- _What the task requires_: Rewrite the material between the lines holding "Target: jackboot" and "[[[723,489],[726,487],[726,473],[708,472],[708,520],[723,520]]]", inclusive, swapping "region" for "area" and leaving everything else unchanged.

------------------------------------------------------------

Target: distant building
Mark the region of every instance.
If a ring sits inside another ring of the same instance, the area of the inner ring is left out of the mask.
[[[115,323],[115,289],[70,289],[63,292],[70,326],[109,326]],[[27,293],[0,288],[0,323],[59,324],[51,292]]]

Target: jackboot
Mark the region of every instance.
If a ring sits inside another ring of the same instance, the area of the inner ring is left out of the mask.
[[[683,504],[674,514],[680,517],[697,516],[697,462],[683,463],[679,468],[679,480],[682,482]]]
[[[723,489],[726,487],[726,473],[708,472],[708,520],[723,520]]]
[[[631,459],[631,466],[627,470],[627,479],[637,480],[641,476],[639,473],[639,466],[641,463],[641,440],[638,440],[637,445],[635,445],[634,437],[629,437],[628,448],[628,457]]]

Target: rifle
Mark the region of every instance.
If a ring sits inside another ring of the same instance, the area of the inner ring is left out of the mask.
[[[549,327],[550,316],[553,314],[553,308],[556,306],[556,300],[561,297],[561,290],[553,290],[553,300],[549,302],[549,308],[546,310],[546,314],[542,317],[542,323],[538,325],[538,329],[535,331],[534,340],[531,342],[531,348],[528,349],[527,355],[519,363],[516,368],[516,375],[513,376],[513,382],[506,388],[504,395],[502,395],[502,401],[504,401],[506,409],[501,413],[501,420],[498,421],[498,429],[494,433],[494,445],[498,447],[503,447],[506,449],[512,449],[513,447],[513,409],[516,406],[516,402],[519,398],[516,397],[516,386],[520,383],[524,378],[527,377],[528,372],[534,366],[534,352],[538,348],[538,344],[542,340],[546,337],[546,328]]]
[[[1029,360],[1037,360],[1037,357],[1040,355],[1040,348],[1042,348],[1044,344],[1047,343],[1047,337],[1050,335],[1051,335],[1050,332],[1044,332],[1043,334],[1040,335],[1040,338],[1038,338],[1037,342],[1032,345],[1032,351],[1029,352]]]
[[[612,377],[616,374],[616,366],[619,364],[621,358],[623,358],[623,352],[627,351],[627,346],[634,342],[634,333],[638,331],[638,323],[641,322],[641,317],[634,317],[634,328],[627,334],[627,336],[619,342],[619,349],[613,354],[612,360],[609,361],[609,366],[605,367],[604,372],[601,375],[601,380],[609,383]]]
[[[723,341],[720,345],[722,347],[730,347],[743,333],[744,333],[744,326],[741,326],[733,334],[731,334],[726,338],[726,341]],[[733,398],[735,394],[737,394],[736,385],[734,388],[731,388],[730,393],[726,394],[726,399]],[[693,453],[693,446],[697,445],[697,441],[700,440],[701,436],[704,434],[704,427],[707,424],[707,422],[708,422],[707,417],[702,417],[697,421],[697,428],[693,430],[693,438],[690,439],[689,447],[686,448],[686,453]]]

------------------------------------------------------------

- _Output_:
Target: jackboot
Mark the area of every instance.
If a ring sits inside another ring of the same instance, the area of the inner ring is left out of the mask.
[[[683,504],[674,514],[680,517],[697,516],[697,462],[683,463],[679,468],[679,480],[682,482]]]
[[[723,489],[726,487],[726,473],[708,472],[708,520],[723,520]]]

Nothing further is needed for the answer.